What needs to be done
Render the entries below as a two-column CSV with the headers "prompt" and "points", one row per entry, putting its text and its answer each in a single quoted field and replacing line breaks with spaces. Leave out the pictures.

Task data
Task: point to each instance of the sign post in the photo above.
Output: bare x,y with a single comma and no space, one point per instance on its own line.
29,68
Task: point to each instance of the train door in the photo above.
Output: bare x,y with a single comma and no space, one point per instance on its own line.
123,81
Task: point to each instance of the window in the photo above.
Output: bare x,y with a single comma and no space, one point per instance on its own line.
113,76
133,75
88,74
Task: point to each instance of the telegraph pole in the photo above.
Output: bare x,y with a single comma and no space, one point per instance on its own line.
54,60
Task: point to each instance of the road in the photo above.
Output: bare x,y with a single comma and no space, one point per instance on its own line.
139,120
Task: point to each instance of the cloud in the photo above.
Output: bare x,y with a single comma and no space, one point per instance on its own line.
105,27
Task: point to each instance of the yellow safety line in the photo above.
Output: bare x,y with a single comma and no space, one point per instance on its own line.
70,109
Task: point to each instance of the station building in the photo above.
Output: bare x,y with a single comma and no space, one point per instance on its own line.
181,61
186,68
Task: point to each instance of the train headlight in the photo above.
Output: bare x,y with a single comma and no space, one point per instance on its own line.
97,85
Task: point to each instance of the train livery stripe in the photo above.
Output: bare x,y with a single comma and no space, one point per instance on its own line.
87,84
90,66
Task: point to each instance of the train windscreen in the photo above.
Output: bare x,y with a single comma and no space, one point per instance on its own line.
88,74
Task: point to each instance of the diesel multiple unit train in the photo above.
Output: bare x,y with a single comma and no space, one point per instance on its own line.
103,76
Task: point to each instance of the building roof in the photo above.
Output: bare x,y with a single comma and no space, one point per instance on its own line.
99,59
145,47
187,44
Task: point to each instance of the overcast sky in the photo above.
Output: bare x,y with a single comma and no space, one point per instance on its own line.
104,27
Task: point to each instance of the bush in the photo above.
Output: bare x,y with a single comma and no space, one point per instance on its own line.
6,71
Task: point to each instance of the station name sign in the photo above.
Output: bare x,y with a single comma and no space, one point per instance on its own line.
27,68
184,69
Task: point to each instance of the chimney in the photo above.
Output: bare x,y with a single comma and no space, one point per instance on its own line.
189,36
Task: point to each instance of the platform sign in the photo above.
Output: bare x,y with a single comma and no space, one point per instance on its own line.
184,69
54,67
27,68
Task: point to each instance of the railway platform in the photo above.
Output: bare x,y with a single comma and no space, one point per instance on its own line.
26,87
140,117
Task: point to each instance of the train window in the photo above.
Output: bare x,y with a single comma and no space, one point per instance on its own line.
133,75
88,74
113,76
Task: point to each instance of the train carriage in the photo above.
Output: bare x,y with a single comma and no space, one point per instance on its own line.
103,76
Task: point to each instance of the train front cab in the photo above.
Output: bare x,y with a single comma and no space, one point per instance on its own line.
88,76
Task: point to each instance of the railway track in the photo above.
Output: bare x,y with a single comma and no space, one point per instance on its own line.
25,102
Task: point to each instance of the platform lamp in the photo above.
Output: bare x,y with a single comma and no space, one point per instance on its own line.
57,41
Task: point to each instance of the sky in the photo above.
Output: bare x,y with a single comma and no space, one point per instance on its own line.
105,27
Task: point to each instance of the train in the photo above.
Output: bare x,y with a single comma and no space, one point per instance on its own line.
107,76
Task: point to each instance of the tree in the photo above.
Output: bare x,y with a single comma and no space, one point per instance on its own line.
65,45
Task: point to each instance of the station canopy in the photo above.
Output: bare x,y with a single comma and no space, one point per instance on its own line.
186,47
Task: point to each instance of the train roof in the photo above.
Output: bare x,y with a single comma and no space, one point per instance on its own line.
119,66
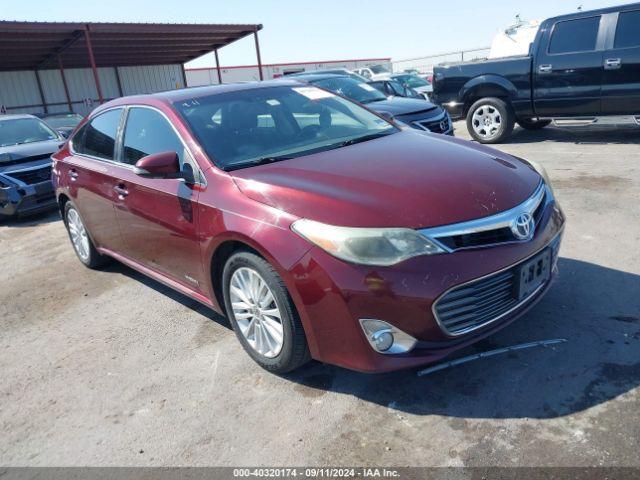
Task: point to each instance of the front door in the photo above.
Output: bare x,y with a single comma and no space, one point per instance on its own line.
158,218
568,69
621,86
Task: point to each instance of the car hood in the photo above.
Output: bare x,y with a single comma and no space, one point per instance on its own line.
401,106
408,179
23,153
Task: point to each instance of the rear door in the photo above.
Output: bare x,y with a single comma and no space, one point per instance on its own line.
568,69
621,85
91,172
158,217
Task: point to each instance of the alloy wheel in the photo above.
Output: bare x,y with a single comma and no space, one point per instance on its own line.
486,121
79,237
256,312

The response
prompt,points
"Task: point to each instance of the sign post in the photo above. Output: bare x,y with a single comma and no space, one point per instance on its own line.","29,68"
"Task: point to each instance of the train door in the photo above. Output: bare x,y with a single comma and no space, one point per instance on its own line.","123,81"
"Task: point to each instance of the window in the photo above. Output: bare x,y with a single comma and no space, one point per instance on its own line.","113,76 133,75 88,74"
"Task: point to each instance of the telegraph pole in the photo above. Output: bare x,y with a single comma and no space, one point per instance on its own line.","54,60"
"Task: point to each instance of the road in the photo above. Output: bare x,y with a single comma and no space, one point per instance on its own line.","139,120"
"Task: point to each instance of the cloud in the photo above. Output: bare x,y with a single comma and no space, one point per instance on its own line.","105,27"
"Task: point to each instance of the yellow safety line in the photo above. Output: bare x,y with a single comma and no space, one point per instance on its own line.","70,109"
"Task: point to each instance of the station building in the photo above. Output: bare x,y with a single comma and no space, one point per instance on its own line.","181,61 186,68"
"Task: point to each instance of the train headlight in the photo above. Output: bare x,y with a single comma and no space, one point per instance on its own line.","97,85"
"Task: point to each instance of the train livery stripe in the photo above. Output: bare x,y with a single comma and no space, one point per instance on its own line.","87,84 90,66"
"Task: point to each instance of the train windscreen in the photo above. Output: bare x,y with a single comma and no space, one point per instance on its own line.","88,74"
"Task: point to each instance of the diesel multiple unit train in the photo above. Output: bare x,y with a single comma and no space, one point per instance on its own line.","103,76"
"Task: point to each instance of the building roof in the photo above. Output: bare x,y with a single comma and no space, one point per instance on its own line.","99,59 145,47 187,44"
"Task: point to each instance of the overcast sky in the photo above. Output: bare x,y with a single comma and no space, one point per instance on its own line.","104,27"
"Task: point to each instance of the bush in the photo above. Output: bare x,y with a single comma and no space, one point per instance on its own line.","6,71"
"Task: point to each instance of the station name sign in the photo above. Output: bare x,y with a single comma and no space, one point per instance on its own line.","27,68 184,69"
"Task: point to each instance of the chimney in the photo above. Output: bare x,y with a single comma and no space, one point per instance on its own line.","189,36"
"Task: point to each instance of the platform sign in the photo above. Output: bare x,y with a single comma and no space, one point per instance on its own line.","184,69 54,67 27,68"
"Task: point to each instance of the railway platform in the photo above. Output: bare x,y with a single comma and no space, one point per instance on its own line.","26,87 140,117"
"Task: point to each instance of the train window in the photo above. Output: bare x,y with a single comma and no space, one point per instance on its own line.","133,75 88,74 113,76"
"Task: point to each instance of the train carriage in the photo above. Output: bare x,y with a single comma and no space, one point per instance on its own line.","103,76"
"Task: point to each instance of the train front cab in the photo above. Output: bare x,y with a single comma and no space, one point per instance on its own line.","88,76"
"Task: point to each instance of the railway track in the photo above. Output: bare x,y with a single comma and no space, one point per instance on its own line.","25,102"
"Task: point to each instance of the platform lamp in the photo above. Output: bare x,y with a single comma and no space, one point per instance on its own line.","57,41"
"Task: point to each instance of the sky in the photo above. Output: bare x,y with a single comma and no space, one point per instance on its own line.","105,27"
"Task: point to each instance of the train in the photo above. Output: bare x,y with a single comma and no space, one point per instance on its own line.","107,76"
"Task: point to each instance of the tree in the photo above. Output: bare x,y with a single comma and no space, one point per instance on its own line.","65,45"
"Task: point to each instance of the station canopy in the photo above. Output: bare x,y with a single comma and no space, one point per instance on its own line.","186,47"
"Task: point to each instance of the train roof in the photo above. Output: bare x,y with a single comma and no space, one point per instance on its own line.","119,66"
"Task: point to each instance of the front door in the photo above. Output: bare x,y with a single comma and no space, one point per instance on its own line.","158,218 568,69 621,86"
"Task: point to each instance of the car hood in the photo above. Output: bare x,y with a single comma and no space, one point per instance on its own line.","401,106 408,179 23,153"
"Task: point to each instance of the rear door in the photo above. Output: bare x,y with a single comma and no space, one point per instance on its own line.","568,69 621,85 91,172 158,217"
"Task: point to each instance of the alloy wheel in the photo above. Output: bare x,y with a single comma and no space, one point per instance on its own line.","486,121 79,237 256,312"